[Collected data]
• • •

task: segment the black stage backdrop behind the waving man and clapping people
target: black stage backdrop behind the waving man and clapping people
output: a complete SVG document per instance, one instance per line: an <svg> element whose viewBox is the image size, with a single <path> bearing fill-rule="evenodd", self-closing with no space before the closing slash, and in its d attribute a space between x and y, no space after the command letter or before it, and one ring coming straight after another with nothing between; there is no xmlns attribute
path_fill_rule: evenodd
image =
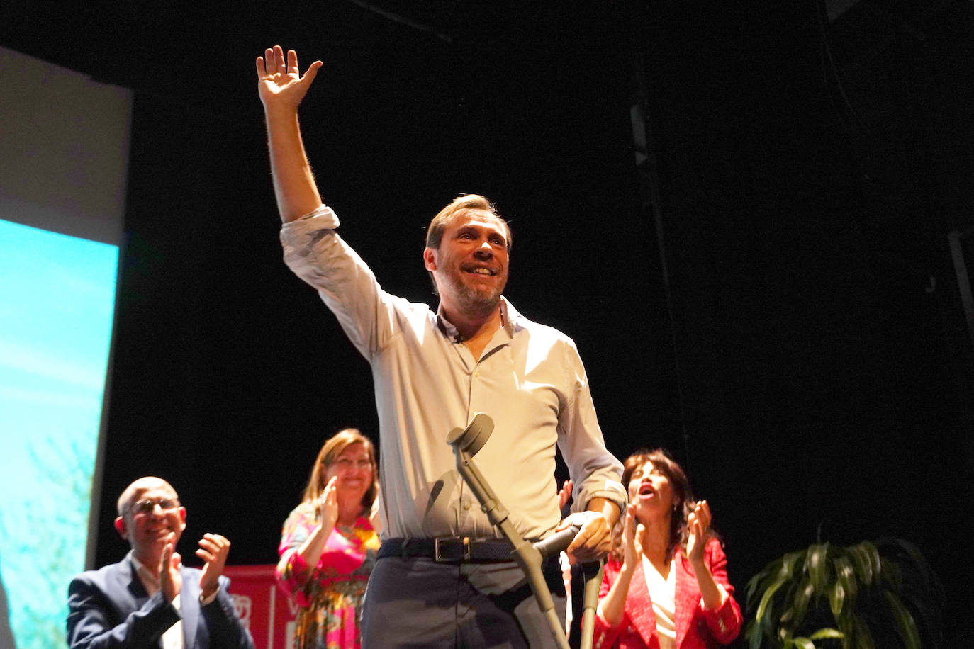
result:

• • •

> _TASK ITEM_: Repeat each entry exactly as it appears; skip any picture.

> _EXPECTED ANSWER_:
task: segment the black stage backdrop behind the waving man and clapping people
target: black stage backdrop behind the waving man and clapping people
output: a complete SVG document per instance, one instance per line: an <svg> element whose viewBox is the image size, with a single <path> bearing fill-rule="evenodd", self-closing with no space before the closing slash, and in its d attribute a space between x and y, no space after the command letter or before it, and one ring coming straight after another with nothing between; there is no xmlns attribute
path_fill_rule: evenodd
image =
result:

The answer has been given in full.